▸ **Task inputs**:

--

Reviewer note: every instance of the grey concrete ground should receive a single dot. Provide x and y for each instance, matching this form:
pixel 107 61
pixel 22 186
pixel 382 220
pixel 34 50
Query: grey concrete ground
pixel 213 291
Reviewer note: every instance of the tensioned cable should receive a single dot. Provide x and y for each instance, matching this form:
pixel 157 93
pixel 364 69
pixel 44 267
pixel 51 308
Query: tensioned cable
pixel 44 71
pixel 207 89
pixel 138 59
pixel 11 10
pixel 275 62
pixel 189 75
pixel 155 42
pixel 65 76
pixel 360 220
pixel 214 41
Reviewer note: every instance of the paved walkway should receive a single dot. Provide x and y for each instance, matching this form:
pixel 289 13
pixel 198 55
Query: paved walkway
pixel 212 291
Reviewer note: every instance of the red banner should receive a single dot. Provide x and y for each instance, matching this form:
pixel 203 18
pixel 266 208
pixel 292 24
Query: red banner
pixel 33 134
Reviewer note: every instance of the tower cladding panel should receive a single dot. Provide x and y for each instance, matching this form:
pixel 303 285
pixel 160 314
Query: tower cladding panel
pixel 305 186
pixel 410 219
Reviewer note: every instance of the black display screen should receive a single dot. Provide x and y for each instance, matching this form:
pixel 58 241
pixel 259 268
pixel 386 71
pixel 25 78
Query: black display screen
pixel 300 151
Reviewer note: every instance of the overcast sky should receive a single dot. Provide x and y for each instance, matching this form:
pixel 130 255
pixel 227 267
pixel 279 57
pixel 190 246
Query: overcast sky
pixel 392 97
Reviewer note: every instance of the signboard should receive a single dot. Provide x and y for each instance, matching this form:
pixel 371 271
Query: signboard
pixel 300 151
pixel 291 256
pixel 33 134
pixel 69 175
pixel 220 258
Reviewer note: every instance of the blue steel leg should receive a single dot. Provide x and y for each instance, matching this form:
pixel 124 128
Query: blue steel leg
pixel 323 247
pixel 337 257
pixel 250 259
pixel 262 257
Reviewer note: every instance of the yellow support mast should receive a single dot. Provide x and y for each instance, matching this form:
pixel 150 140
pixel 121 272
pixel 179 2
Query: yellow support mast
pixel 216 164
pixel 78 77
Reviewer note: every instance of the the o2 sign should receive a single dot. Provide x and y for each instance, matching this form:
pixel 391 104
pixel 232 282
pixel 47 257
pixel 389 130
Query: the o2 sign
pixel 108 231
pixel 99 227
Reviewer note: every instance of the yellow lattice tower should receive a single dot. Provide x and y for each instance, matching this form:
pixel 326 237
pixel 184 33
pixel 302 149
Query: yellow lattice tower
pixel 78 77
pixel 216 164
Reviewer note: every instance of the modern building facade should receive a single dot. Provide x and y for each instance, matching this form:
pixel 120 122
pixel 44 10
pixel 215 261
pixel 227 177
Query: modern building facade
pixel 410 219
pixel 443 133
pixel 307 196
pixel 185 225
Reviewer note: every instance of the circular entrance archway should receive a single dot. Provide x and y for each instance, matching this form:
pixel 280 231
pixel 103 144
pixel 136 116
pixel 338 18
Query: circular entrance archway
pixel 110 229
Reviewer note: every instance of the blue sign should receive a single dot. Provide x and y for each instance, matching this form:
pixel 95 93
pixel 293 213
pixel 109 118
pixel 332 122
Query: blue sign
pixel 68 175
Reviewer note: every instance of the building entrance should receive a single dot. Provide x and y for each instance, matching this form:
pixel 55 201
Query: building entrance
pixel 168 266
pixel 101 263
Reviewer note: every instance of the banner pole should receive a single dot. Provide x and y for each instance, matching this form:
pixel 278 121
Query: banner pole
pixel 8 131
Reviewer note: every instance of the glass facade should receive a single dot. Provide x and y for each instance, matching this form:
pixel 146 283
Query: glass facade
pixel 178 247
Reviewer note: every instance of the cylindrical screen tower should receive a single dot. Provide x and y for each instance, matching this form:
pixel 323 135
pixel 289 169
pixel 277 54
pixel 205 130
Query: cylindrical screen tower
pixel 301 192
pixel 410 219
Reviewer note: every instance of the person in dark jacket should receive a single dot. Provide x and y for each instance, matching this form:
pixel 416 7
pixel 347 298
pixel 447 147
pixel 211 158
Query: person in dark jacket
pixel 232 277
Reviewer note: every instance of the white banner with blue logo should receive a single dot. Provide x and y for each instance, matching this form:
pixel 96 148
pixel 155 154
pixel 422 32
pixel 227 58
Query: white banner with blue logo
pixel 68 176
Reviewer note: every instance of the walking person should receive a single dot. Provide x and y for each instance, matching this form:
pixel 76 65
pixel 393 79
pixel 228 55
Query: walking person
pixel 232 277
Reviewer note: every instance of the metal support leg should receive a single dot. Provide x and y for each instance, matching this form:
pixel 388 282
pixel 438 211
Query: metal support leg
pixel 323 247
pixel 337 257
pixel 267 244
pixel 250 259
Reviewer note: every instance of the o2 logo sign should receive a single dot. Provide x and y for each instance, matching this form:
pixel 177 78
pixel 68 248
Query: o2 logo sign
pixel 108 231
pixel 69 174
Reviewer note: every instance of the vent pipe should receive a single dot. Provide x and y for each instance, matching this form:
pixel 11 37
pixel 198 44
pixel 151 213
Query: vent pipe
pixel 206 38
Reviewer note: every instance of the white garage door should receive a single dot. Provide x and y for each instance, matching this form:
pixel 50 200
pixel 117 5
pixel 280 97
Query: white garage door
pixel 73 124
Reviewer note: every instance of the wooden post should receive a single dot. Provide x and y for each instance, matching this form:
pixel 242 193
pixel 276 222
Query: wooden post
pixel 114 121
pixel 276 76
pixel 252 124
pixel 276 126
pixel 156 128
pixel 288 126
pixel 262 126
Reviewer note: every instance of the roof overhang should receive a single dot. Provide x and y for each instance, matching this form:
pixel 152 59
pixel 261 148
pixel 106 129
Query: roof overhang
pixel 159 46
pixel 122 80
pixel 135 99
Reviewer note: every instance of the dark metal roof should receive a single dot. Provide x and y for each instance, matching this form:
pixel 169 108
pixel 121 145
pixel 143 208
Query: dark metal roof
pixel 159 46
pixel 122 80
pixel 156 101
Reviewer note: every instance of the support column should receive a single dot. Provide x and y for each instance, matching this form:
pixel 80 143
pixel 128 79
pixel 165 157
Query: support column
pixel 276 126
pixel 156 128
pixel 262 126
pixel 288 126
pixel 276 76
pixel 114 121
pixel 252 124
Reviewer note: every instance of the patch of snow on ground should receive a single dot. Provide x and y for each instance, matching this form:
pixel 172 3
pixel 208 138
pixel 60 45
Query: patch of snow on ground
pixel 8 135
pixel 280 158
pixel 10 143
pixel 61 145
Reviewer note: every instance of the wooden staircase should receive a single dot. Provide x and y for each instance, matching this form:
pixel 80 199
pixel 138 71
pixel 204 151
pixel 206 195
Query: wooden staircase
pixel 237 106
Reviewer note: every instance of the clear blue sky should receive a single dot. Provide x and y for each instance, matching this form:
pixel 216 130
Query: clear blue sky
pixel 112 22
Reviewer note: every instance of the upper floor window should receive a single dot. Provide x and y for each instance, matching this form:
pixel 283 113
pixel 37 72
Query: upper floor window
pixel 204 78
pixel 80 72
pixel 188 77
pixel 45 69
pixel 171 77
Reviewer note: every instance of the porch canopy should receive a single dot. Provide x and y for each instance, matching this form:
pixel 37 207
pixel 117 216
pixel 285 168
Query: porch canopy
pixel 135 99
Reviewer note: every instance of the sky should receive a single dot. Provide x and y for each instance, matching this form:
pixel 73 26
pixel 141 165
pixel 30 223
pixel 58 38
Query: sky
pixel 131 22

--

▸ **Directions**: Beginning with the line containing "Reviewer note: every instance of the sky", repeat each line of the listing above, exactly, through the last one, and stop there.

▸ **Solution for this exercise**:
Reviewer note: every instance of the sky should receive a single dot. Provide x and y for each instance, matching this form:
pixel 73 26
pixel 141 165
pixel 30 223
pixel 58 38
Query: sky
pixel 131 22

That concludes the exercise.